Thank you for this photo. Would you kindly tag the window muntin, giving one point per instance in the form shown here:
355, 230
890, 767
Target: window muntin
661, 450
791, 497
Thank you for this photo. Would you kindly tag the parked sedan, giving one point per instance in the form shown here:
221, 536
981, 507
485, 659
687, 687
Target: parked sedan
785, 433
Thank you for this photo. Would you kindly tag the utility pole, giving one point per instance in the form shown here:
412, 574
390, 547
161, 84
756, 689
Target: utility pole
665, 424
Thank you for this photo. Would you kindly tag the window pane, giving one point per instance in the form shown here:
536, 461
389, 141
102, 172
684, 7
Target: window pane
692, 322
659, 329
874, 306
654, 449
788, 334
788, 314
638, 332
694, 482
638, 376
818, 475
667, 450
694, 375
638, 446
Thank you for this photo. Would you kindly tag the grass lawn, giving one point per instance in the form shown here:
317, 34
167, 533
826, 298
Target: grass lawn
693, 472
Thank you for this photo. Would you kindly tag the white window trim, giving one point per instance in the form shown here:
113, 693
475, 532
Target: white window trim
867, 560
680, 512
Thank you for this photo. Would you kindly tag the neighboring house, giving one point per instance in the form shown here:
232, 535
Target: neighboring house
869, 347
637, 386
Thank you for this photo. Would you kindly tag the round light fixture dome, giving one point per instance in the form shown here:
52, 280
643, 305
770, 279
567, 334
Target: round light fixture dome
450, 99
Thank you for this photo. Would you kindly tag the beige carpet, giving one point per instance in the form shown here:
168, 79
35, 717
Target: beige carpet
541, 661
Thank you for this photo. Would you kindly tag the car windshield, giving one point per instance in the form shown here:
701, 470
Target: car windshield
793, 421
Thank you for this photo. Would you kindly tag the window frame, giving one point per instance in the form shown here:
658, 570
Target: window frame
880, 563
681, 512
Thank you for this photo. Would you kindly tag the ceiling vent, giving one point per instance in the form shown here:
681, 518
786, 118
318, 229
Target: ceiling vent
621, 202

Your task ▸
Give the number of lines in the listing that contain the string "giving". Write nothing else.

Answer to this exercise ▸
12